# [Extracted material]

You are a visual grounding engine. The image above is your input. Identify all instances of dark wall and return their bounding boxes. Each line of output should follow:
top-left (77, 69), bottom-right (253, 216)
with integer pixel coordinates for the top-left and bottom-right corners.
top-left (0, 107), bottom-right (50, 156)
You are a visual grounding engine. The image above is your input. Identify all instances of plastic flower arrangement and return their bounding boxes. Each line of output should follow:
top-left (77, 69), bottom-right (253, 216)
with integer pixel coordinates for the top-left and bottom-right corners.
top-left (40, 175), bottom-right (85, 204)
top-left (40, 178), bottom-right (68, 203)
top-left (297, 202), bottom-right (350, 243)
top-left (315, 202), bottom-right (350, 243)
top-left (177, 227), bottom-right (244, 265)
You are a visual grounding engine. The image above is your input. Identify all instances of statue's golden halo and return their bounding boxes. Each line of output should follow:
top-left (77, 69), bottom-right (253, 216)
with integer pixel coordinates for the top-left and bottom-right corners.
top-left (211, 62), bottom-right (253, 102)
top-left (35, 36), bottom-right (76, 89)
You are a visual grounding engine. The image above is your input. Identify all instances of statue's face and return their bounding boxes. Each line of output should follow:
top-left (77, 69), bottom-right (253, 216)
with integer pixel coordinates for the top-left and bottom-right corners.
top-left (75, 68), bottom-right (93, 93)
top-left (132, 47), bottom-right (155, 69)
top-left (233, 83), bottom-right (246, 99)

# [Task details]
Please copy all of the data above line for line, changing nothing.

# [Reply to the task]
You are a visual grounding engine. The image above is your input. Identify all instances of dark wall and return their bounding boxes. Each line of output should follow:
top-left (77, 69), bottom-right (253, 216)
with integer pixel coordinates for the top-left and bottom-right corners.
top-left (0, 107), bottom-right (50, 156)
You are a visual grounding engine. The image above is your input. Identify all instances of plastic flower arrangement and return their bounding boxes. Each line of output should follow:
top-left (77, 69), bottom-right (253, 216)
with integer pixel coordinates for the top-left and bottom-right corners.
top-left (40, 175), bottom-right (85, 204)
top-left (40, 178), bottom-right (68, 203)
top-left (297, 202), bottom-right (350, 243)
top-left (315, 202), bottom-right (350, 243)
top-left (177, 227), bottom-right (244, 265)
You are a visual grounding engine. The image above is your input. Identify all instances of statue's golden halo and return their bounding boxes. Each line of output should follow:
top-left (77, 69), bottom-right (253, 216)
with integer pixel coordinates for the top-left and bottom-right corners.
top-left (211, 62), bottom-right (253, 102)
top-left (35, 36), bottom-right (76, 89)
You are a visual grounding engine. The image above is your input. Identify all instances of statue's face and return their bounding boxes. Each line of output should follow:
top-left (77, 69), bottom-right (253, 216)
with integer pixel coordinates for the top-left and bottom-right corners.
top-left (75, 68), bottom-right (93, 93)
top-left (132, 47), bottom-right (155, 69)
top-left (233, 83), bottom-right (246, 99)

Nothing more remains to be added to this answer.